## Exercise directions
Extract every line of the data below that contains the string "trace", matching case exactly.

(Segmentation data)

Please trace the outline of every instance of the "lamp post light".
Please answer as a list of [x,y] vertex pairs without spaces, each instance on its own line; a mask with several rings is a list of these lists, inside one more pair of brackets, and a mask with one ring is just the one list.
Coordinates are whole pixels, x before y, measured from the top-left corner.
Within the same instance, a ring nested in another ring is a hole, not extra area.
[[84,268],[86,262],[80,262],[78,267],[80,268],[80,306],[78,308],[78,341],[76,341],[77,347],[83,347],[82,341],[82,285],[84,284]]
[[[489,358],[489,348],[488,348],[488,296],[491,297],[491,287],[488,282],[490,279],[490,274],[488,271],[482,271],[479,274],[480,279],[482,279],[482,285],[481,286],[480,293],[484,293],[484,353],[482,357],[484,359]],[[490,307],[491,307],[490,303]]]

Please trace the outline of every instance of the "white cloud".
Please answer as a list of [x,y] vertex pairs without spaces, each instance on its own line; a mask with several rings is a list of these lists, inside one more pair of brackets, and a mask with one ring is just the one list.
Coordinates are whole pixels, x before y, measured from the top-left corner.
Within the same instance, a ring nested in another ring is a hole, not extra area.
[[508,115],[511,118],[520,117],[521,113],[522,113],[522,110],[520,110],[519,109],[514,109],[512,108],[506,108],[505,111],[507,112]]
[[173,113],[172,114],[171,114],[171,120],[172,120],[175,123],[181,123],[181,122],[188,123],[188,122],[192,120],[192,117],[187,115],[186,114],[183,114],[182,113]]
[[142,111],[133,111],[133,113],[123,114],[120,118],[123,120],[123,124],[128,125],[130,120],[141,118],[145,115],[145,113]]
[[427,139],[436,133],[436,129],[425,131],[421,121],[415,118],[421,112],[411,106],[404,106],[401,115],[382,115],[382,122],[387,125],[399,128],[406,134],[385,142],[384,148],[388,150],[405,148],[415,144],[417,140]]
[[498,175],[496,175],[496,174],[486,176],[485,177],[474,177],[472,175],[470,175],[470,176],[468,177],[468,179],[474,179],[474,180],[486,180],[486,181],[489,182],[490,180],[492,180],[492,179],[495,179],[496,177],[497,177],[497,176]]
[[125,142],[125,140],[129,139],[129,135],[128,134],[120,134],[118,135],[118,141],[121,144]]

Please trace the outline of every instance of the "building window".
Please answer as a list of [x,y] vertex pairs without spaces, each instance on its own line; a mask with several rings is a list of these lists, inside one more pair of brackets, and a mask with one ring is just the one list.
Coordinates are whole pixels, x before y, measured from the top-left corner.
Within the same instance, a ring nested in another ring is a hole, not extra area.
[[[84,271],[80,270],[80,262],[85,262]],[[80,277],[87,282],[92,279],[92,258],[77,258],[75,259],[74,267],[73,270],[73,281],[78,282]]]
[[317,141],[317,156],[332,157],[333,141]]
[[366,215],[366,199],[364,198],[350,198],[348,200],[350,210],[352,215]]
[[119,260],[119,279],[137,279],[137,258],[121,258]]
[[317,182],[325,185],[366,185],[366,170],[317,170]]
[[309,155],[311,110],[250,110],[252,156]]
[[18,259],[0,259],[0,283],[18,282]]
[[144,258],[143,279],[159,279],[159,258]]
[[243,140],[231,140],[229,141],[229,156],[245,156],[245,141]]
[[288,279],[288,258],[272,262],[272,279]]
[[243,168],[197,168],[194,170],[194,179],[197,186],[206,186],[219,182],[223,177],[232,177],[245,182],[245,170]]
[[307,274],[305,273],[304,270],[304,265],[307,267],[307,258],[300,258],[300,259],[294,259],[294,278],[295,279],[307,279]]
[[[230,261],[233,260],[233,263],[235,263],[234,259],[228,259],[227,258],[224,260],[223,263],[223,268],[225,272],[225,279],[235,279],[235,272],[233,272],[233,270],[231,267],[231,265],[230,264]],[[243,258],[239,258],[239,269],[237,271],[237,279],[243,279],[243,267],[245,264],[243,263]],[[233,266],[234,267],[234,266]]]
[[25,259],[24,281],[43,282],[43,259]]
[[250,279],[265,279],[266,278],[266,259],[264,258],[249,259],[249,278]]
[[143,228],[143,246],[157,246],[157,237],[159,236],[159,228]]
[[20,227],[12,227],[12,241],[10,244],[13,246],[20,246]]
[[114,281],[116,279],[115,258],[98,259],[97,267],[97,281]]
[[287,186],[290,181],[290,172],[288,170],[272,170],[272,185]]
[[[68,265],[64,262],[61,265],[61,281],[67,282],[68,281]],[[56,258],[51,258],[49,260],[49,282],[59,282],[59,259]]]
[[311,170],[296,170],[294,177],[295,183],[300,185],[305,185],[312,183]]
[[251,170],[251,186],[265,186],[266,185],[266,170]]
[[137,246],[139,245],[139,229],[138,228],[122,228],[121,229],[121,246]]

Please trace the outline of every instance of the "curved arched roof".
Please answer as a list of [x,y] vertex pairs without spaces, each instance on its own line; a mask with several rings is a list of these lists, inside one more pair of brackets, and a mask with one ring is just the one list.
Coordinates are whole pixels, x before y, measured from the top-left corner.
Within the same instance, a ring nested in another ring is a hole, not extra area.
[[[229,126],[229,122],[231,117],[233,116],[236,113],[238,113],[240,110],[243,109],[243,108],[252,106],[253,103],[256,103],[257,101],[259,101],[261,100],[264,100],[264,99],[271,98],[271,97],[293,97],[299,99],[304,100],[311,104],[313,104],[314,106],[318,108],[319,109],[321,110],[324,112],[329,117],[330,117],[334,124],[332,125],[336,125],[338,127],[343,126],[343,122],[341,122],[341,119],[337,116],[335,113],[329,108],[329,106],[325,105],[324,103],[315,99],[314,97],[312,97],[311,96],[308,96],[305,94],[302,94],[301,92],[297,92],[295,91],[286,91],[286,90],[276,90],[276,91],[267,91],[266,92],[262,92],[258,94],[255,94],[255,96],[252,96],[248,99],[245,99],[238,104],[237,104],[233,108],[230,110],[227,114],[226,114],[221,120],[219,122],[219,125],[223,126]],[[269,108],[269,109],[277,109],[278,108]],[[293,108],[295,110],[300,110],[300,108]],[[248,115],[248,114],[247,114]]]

## Result
Please trace the outline of every instance of the "lamp post light".
Please trace the outline of every instance of the "white cloud".
Please trace the outline of every instance of the "building window".
Please trace the outline of every instance of the "curved arched roof".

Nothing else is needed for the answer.